• Task details
With no edits of any kind, print each record that follows.

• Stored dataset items
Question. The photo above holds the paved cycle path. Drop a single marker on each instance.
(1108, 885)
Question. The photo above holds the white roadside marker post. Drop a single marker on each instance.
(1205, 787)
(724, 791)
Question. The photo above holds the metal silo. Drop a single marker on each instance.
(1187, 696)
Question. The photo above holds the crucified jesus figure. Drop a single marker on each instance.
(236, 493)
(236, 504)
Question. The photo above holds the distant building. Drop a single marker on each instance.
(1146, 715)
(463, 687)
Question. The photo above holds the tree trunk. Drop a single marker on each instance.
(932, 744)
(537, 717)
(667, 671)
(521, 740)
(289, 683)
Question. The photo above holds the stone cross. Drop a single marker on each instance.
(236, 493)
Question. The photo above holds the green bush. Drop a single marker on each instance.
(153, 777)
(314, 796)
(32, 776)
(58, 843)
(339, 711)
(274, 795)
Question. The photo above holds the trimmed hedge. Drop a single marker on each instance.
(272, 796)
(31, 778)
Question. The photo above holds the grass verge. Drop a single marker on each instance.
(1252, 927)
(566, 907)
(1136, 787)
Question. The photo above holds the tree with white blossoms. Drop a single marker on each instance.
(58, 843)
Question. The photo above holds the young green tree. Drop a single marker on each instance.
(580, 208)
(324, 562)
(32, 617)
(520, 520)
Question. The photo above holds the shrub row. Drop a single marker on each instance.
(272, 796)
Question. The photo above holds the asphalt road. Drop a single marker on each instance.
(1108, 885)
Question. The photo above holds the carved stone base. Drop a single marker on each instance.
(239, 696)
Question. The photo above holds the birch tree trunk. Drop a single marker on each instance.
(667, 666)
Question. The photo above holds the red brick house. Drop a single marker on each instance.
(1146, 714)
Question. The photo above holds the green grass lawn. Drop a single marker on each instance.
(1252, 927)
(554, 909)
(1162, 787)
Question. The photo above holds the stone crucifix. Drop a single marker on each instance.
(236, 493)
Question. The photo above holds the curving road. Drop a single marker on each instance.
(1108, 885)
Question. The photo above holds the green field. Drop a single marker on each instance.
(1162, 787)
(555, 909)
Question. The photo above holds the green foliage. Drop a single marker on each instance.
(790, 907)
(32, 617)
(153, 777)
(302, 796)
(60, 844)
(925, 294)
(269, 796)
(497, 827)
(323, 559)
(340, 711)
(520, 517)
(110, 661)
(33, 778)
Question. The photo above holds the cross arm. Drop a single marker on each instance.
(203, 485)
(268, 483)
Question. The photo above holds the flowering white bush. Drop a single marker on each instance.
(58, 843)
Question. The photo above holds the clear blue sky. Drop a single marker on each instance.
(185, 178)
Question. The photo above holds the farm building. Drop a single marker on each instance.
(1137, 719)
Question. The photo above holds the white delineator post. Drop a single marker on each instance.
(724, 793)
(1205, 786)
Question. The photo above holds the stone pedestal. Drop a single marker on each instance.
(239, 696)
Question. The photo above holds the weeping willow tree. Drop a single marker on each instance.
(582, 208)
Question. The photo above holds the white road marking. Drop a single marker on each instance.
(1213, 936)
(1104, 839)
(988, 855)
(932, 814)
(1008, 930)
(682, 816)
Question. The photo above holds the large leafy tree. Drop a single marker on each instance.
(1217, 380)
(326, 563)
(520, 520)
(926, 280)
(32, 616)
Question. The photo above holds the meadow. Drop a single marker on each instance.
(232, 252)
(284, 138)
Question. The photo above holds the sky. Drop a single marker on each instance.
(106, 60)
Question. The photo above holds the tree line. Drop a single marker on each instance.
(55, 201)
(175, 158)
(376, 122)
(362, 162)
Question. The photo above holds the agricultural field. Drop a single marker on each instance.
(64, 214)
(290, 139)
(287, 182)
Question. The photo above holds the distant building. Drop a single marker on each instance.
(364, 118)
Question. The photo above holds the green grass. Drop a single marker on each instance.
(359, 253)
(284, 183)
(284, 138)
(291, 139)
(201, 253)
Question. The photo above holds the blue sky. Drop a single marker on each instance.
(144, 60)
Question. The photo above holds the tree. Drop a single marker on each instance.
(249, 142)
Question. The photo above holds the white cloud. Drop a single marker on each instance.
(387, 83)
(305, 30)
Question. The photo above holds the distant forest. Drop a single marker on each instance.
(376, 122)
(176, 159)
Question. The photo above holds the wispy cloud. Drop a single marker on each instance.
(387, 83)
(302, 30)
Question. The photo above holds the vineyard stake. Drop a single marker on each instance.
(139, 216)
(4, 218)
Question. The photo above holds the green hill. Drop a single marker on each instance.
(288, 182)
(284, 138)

• Result of the task
Question. The photo above holds the paved cycle path. Drop a single marker on each instance.
(1108, 885)
Question. The photo above holds the white roadside marker post. Drop a single marker on each instance.
(1205, 787)
(724, 791)
Question. The photo above holds the metal silo. Drop a single marker on each instance.
(1187, 696)
Question. The photo above holds the crucified jesus figure. Drop a single marker on each instance.
(236, 493)
(236, 504)
Question. The photo above holds the distant building. Drop a single marker on each instance.
(1146, 715)
(463, 687)
Question. The photo above holds the tree trunk. Drop a single marker on each instance.
(932, 744)
(537, 717)
(667, 671)
(521, 740)
(289, 683)
Question. The photo above holds the stone cross. Drop a single marker on each instance.
(236, 493)
Question. The photo above holds the green bush. Drop a single marker on each instance.
(153, 777)
(314, 796)
(32, 776)
(58, 843)
(339, 711)
(274, 795)
Question. The photo above holds the trimmed hedge. Drop a single marker on each instance.
(272, 796)
(31, 778)
Question. The photo above holds the grass verge. Drop a single marker on each instance.
(1252, 927)
(566, 907)
(1136, 787)
Question. The photo above holds the tree with white blossoms. Drop a single marker on each instance.
(58, 843)
Question. The photo above holds the young green tree. Drop a single marker on each instance.
(580, 208)
(324, 562)
(32, 617)
(520, 520)
Question. The photo above holds the shrub row. Drop a single marker on each instance.
(272, 796)
Question. The photo above holds the asphalt road. Drop a single marker on each instance.
(1108, 885)
Question. The photo above holds the carved stone base. Drop a single marker on each instance.
(239, 696)
Question. The photo above holds the birch tree trunk. Drop a single marker on each instance.
(667, 666)
Question. The photo above holds the red brick house. Drop a single marker on each instance.
(1146, 714)
Question. The photo above holds the green grass lawn. Drop a single marker on each instance.
(1252, 927)
(554, 909)
(1162, 787)
Question. The photo above holds the stone crucifix. Drop a single marker on each instance.
(236, 493)
Question. The photo above holds the curving road. Drop a single marker on each instance.
(1108, 885)
Question. The photo above holds the green field. Drop a single marker on each instance.
(1162, 787)
(555, 909)
Question. The photo above holds the green foliage. Drop a single marker on each instance.
(790, 907)
(32, 617)
(153, 777)
(302, 796)
(60, 844)
(925, 294)
(269, 796)
(497, 827)
(323, 559)
(340, 711)
(520, 517)
(110, 661)
(33, 778)
Question. The photo above holds the cross arm. Drop a single marker on each instance.
(203, 485)
(268, 483)
Question. The photo above holds the flowering white bush. Drop a single marker on each instance.
(58, 843)
Question. The photo above holds the clear blue sky. Drop a single marker on each instance.
(185, 178)
Question. The photo above holds the farm building. Drop a single marker on each instance.
(1137, 719)
Question. The photo above holds the white delineator post. Drop a single marker on each instance.
(724, 793)
(1205, 786)
Question. The photo above holds the stone pedestal. Drop a single marker on each instance.
(239, 696)
Question. The photo above holds the weeping willow tree. Drop a single marker on each instance.
(582, 208)
Question. The photo above holds the white road marking. Drop a single marker on each instance.
(1213, 936)
(1104, 839)
(988, 855)
(932, 814)
(1008, 930)
(682, 816)
Question. The photo above holds the large leafy tree. Drop a single marker on each instance.
(1217, 380)
(326, 563)
(520, 520)
(926, 280)
(32, 616)
Question. The photo above holds the meadow. Drop a single marker on each instance.
(232, 252)
(284, 138)
Question. The photo above holds the sky. Drop a single marker on each instance.
(106, 60)
Question. The photo above holds the tree line. Drop a single marker on each instance.
(55, 201)
(175, 158)
(376, 122)
(362, 162)
Question. The photo above holds the agricultural field. Drop a single marker on each instance.
(64, 214)
(290, 139)
(287, 182)
Question. The photo above holds the distant building. Drop a single marker on each instance.
(364, 118)
Question. The photo above holds the green grass. Drop a single marker on each instance.
(359, 253)
(284, 183)
(284, 138)
(291, 139)
(201, 253)
Question. The photo above holds the blue sky. Drop a single marker on each instance.
(144, 60)
Question. The photo above holds the tree. Drop a single marker on each instance.
(249, 142)
Question. The photo above holds the white cloud. Drop a single marker on each instance.
(387, 83)
(305, 30)
Question. The photo above holds the distant forest. Drop a single marker on each instance.
(376, 122)
(176, 159)
Question. The photo above holds the wispy cloud. Drop a single marker on each instance.
(387, 83)
(302, 30)
Question. The photo above holds the vineyard stake. Drop a single marker on each instance.
(139, 216)
(4, 218)
Question. The photo above holds the green hill. Drop a single marker on each instance.
(288, 182)
(284, 138)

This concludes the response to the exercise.